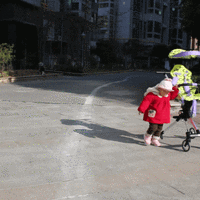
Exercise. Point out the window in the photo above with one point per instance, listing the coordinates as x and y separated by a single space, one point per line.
150 10
103 5
157 28
103 21
174 33
180 34
150 3
75 6
150 26
156 36
144 31
138 5
157 4
111 11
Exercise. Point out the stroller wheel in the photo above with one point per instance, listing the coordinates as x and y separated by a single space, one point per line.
186 145
161 135
192 131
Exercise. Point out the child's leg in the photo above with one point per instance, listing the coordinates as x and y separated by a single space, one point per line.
152 128
150 132
156 135
158 131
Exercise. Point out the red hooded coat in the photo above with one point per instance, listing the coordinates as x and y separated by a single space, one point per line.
156 109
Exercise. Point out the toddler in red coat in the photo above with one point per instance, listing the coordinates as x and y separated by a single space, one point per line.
156 109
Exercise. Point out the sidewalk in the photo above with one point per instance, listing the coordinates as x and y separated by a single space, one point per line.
176 106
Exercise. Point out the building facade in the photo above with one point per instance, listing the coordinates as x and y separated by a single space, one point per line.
47 30
151 21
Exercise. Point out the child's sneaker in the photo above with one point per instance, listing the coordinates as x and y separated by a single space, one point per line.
147 139
155 141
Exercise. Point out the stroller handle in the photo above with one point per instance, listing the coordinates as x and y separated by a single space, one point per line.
188 84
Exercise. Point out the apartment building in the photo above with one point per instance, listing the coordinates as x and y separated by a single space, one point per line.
45 30
150 21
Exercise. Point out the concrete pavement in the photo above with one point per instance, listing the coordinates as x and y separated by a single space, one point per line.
89 150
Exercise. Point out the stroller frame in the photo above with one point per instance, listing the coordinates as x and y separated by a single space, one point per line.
184 114
190 134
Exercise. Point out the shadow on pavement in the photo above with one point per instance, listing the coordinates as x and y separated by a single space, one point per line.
104 132
107 133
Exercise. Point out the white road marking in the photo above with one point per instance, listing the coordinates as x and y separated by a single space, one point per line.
91 97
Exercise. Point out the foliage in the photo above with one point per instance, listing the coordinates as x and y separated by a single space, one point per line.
133 47
106 50
191 13
6 56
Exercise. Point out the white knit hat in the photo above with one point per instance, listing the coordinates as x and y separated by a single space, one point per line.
166 84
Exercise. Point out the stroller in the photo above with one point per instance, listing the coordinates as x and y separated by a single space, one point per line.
188 94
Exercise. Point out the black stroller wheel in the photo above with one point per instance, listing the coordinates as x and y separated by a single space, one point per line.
186 145
192 131
161 135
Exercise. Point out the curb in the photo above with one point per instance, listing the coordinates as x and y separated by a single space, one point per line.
60 73
28 78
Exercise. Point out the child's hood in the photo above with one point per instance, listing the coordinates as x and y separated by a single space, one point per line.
154 90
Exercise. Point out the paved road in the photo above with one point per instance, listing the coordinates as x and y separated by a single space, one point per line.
82 138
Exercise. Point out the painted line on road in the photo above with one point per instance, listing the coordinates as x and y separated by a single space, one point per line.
89 99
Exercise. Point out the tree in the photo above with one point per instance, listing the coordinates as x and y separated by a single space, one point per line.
106 50
190 10
6 56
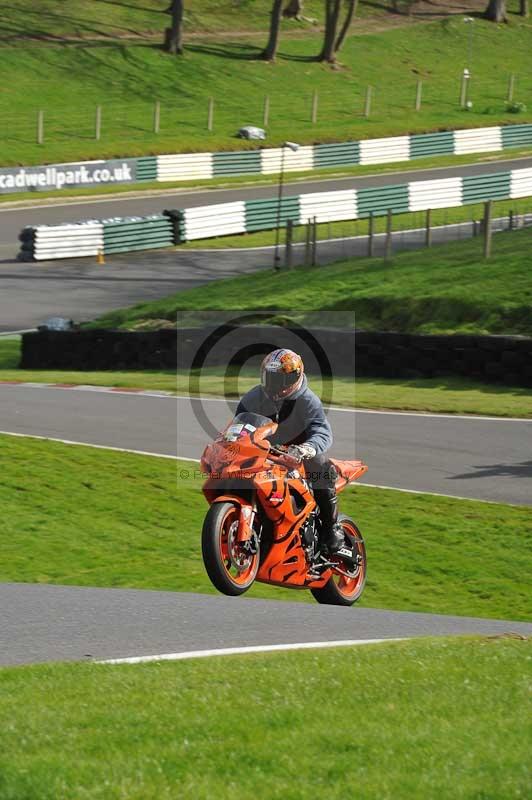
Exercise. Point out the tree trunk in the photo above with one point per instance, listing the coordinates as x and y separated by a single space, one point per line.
293 9
351 11
270 51
173 41
332 15
496 11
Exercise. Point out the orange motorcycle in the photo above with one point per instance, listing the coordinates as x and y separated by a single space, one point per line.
263 523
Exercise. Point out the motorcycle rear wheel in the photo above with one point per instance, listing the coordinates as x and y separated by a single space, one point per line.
231 570
339 590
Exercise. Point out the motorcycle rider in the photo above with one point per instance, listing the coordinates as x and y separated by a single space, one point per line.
283 395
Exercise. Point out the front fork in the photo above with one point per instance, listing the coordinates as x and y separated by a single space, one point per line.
246 536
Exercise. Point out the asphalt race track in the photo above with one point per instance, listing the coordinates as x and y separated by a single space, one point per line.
487 459
481 458
80 289
60 623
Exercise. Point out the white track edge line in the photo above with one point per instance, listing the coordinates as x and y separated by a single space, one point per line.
197 461
232 651
169 396
94 446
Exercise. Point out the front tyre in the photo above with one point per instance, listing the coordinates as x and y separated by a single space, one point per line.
231 568
341 590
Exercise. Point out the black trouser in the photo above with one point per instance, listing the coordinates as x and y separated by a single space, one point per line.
322 475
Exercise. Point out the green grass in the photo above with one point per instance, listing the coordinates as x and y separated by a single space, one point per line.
92 19
440 395
62 525
346 229
448 289
67 81
412 720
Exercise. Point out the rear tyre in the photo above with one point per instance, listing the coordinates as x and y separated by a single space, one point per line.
340 590
231 569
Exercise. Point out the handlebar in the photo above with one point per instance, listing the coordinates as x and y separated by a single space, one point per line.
282 456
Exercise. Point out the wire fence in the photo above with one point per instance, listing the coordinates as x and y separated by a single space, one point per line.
340 111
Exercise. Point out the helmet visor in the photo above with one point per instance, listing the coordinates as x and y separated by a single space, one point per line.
279 384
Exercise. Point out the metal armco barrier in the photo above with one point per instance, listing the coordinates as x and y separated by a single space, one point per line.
258 215
204 166
119 235
367 151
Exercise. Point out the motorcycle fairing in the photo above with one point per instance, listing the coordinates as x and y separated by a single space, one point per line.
348 471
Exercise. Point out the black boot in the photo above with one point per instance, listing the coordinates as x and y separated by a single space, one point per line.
332 536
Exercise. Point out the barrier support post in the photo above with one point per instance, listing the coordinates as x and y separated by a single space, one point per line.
511 84
40 127
371 235
428 228
308 240
487 228
367 105
389 218
463 89
314 240
289 241
419 91
266 114
314 116
98 124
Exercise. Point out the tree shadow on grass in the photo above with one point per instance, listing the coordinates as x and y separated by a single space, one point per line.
233 51
39 24
133 7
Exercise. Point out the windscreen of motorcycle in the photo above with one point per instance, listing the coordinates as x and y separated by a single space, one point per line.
243 425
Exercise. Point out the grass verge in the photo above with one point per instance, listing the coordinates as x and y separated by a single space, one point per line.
445 395
62 524
447 289
294 725
68 81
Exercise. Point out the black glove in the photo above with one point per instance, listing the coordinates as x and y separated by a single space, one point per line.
302 452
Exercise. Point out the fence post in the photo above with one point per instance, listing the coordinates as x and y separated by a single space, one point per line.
289 240
419 91
487 228
388 255
308 242
314 107
464 88
98 124
266 113
367 105
428 228
371 235
314 240
511 83
40 127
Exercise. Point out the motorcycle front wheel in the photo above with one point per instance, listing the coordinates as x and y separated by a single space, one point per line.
339 589
231 569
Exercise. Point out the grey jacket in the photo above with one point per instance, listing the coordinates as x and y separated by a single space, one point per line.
301 417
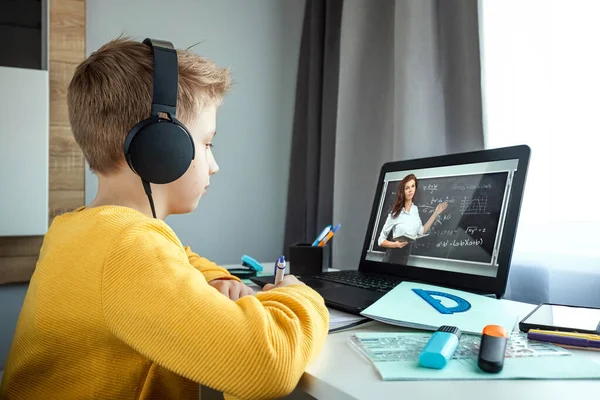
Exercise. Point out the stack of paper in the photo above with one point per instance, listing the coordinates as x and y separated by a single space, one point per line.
428 307
393 366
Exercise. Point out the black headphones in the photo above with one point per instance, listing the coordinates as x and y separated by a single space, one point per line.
160 150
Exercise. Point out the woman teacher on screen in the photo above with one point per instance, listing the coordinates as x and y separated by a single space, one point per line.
404 220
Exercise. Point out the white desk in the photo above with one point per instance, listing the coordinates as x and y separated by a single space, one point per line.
340 373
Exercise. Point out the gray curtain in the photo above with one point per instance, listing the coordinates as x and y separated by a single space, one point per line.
310 190
409 87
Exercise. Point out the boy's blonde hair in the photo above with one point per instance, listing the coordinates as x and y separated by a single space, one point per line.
111 91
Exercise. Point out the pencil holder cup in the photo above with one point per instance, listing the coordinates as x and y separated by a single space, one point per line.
305 259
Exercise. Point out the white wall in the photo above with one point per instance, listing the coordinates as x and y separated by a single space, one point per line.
24 128
244 211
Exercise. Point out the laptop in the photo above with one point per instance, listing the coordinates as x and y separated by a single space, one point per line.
458 231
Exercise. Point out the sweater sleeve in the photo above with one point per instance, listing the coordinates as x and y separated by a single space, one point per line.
257 347
209 269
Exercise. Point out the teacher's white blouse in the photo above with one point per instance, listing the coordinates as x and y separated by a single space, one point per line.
405 223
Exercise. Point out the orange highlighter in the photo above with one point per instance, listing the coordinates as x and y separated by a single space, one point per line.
492 349
329 235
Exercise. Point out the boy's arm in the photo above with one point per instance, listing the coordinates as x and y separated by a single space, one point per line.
254 348
209 269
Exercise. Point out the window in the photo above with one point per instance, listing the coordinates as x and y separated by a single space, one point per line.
541 87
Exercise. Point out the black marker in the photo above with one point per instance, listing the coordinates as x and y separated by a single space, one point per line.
492 348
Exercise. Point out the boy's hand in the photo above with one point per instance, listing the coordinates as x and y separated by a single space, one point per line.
286 281
232 289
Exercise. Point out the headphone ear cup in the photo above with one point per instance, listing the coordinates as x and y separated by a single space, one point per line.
159 152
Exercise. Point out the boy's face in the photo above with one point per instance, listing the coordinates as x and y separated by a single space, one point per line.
185 192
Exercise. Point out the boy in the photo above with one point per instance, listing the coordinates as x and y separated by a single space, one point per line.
117 307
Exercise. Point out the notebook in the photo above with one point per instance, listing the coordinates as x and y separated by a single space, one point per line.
421 306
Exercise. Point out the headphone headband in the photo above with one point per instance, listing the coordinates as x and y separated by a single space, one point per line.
166 74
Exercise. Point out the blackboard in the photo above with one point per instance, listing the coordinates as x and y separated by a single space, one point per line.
467 229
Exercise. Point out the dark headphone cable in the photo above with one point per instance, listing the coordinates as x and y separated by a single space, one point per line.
148 191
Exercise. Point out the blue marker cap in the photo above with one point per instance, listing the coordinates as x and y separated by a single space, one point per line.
440 347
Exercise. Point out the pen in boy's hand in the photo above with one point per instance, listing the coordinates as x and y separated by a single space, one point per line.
279 269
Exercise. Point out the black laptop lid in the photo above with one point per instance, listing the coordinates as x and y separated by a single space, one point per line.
461 221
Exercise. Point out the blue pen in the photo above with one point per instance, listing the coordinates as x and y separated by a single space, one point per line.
329 235
440 348
279 269
322 235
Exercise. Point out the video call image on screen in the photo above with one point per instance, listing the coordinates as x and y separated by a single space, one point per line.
447 218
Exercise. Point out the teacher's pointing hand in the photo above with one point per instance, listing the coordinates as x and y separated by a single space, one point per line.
441 207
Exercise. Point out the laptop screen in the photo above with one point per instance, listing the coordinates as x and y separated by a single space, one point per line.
446 218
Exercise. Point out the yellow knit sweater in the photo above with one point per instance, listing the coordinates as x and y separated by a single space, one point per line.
118 308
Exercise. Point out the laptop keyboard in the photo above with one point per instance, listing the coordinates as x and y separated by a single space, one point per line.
365 281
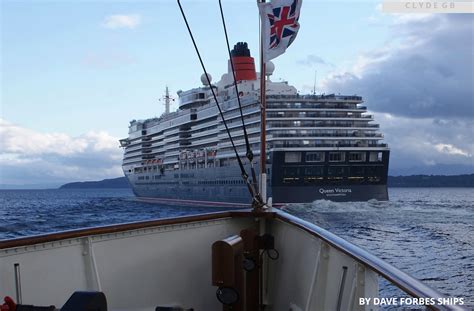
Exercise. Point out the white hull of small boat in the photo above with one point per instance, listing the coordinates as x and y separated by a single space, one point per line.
170 262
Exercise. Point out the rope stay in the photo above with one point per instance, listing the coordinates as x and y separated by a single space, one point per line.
249 152
257 201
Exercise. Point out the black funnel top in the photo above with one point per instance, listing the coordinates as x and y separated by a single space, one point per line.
240 49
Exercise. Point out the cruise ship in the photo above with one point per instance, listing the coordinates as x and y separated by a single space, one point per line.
317 146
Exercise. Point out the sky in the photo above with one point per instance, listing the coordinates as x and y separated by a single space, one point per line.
74 73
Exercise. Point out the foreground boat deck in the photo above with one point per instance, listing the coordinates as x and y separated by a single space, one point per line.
169 262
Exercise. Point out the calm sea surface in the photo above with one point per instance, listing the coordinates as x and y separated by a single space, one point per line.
427 232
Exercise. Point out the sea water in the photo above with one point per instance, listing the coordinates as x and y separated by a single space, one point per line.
427 232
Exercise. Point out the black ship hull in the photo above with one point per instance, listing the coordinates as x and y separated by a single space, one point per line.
294 181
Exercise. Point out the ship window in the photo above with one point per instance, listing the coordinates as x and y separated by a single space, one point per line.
314 171
357 156
336 157
338 171
375 157
292 157
314 156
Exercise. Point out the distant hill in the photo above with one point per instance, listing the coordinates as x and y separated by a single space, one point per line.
120 182
466 180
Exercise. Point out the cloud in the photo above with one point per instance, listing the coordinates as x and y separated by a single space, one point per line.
425 72
313 60
417 142
31 157
450 149
130 21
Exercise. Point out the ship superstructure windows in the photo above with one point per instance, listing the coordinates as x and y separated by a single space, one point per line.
292 157
357 156
337 156
314 157
375 157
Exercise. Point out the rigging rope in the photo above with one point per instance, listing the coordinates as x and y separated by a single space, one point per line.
256 198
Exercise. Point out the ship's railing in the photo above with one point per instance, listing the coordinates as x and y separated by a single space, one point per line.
316 97
400 279
281 123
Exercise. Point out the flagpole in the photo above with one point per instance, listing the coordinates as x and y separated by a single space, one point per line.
263 117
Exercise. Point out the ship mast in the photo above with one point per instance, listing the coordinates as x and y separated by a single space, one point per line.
167 101
263 117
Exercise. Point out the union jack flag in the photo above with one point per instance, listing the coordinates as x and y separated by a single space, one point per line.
280 25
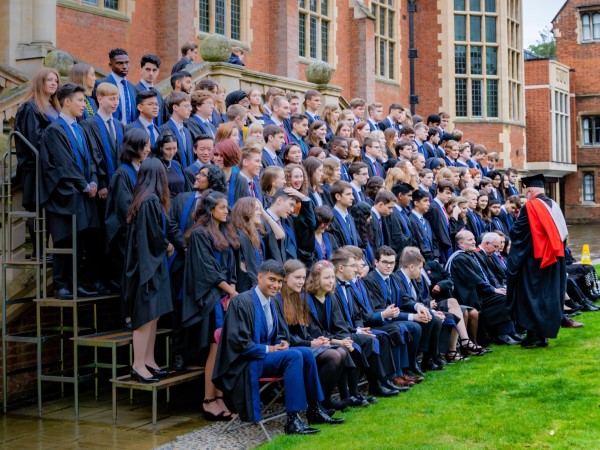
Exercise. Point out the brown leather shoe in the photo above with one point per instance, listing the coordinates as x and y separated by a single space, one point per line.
400 381
414 379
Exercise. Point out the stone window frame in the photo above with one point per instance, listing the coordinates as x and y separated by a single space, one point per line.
224 27
469 85
123 11
321 18
588 187
389 37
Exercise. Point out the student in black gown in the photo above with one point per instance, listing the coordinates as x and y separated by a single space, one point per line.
135 149
40 109
69 187
331 359
166 150
247 215
151 237
210 251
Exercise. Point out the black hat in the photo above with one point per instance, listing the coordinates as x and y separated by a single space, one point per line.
534 181
234 98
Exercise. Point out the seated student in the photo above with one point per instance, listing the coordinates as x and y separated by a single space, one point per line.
246 183
312 104
119 65
203 150
181 82
359 173
420 227
68 188
411 264
179 108
105 137
274 141
439 220
165 150
149 74
199 122
472 287
253 344
375 350
331 360
298 241
189 52
135 149
343 229
385 296
299 123
148 108
247 216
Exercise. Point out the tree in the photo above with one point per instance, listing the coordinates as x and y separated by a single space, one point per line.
546 45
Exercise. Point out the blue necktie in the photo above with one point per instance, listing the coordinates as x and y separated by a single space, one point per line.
127 101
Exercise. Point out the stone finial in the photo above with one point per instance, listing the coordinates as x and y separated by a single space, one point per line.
61 61
319 72
215 48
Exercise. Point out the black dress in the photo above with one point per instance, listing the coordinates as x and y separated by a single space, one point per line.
145 286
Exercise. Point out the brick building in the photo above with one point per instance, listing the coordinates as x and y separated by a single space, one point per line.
577 31
466 54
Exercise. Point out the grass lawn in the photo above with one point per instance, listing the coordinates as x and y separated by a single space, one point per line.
510 398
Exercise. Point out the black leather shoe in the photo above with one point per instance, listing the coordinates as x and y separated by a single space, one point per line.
157 373
178 363
64 294
382 391
294 425
505 339
317 415
101 288
354 402
137 377
84 293
534 340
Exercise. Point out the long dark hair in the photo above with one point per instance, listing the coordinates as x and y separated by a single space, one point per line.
360 212
224 235
134 142
152 179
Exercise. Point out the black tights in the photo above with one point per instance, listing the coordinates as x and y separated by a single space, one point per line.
330 365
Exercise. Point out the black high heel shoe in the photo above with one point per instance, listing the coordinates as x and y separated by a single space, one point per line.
137 377
157 373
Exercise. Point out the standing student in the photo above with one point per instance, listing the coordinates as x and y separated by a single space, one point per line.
119 66
135 149
180 108
189 52
165 150
148 106
210 250
40 109
105 136
203 106
69 186
150 239
150 68
83 74
204 152
312 104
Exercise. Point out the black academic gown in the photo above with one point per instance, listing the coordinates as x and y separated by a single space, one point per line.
145 286
201 294
241 352
31 123
63 184
535 296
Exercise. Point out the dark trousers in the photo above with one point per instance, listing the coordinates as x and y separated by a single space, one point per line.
300 377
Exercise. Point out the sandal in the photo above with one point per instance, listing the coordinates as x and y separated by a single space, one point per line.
214 417
454 355
469 347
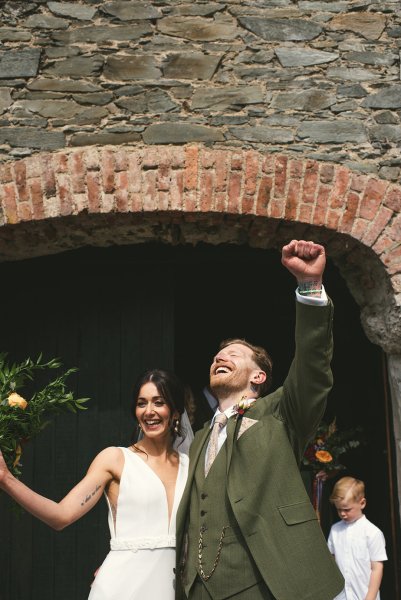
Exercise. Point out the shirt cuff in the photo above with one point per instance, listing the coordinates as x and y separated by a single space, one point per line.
313 300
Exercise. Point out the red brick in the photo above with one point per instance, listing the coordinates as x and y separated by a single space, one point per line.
327 173
121 193
251 173
292 201
220 201
206 191
65 196
191 168
149 191
78 173
358 182
296 169
10 204
392 199
277 208
177 190
305 213
332 219
190 201
340 188
21 181
310 182
48 177
108 171
234 192
36 192
93 186
350 211
376 227
280 176
25 211
264 193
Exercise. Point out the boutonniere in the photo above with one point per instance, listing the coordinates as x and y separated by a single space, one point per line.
242 406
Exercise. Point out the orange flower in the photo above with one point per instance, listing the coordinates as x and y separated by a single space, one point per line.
18 453
323 456
15 399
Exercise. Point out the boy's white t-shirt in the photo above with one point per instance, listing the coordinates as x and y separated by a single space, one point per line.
355 545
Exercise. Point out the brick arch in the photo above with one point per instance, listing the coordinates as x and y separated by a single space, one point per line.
118 195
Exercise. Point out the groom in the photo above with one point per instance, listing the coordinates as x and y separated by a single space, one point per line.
245 527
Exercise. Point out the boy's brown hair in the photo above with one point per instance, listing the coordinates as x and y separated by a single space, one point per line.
348 486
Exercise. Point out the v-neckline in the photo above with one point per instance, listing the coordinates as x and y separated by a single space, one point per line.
169 516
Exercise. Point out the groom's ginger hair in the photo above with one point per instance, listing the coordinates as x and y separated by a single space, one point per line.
260 357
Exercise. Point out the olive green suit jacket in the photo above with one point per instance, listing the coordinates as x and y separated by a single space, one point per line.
263 482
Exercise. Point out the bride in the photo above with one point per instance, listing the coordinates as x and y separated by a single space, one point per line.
143 485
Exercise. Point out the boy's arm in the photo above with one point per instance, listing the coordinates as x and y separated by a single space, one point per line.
375 580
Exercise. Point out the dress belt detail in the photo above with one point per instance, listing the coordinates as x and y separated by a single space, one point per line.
134 544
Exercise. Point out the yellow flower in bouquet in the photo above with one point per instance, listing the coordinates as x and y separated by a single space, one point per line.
21 419
15 399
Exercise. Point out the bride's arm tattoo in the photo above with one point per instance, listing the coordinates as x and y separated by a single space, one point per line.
89 496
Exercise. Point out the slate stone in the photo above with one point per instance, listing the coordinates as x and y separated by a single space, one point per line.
97 98
227 97
127 11
372 58
103 33
5 99
281 29
297 57
45 22
63 85
270 135
196 9
191 65
368 24
124 68
19 63
13 35
385 133
337 131
77 66
154 101
72 9
309 100
103 138
387 117
352 74
351 91
199 28
32 138
180 133
388 97
313 7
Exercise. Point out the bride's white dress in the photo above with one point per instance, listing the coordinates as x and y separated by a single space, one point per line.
141 560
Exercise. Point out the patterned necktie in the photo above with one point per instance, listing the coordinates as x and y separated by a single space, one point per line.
219 422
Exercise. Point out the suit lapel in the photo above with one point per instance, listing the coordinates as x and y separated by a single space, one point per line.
231 429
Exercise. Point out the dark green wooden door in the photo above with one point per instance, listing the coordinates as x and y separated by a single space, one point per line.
111 319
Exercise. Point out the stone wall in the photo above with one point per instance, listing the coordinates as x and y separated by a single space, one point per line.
316 78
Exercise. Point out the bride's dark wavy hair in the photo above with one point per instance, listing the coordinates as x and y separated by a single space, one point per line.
170 388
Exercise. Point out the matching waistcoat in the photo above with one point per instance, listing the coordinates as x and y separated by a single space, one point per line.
216 549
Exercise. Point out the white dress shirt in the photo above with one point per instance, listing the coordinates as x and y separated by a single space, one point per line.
355 546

********************

§ **ACTIVITY**
No line before the one containing "Exercise. Point out the matching" belongs in the answer; give again exactly that line and all lines after it through the end of the data.

§ **OUTPUT**
Exercise. Point out the matching waistcoat in the photo above with one point per instance, listing the coordinates as x and y separated by a single space, one point per line.
216 549
Exercise. Point out the white dress shirt in the photo above with one point per instance, listing the coordinates as x and y separated by a single space, one point per line.
355 546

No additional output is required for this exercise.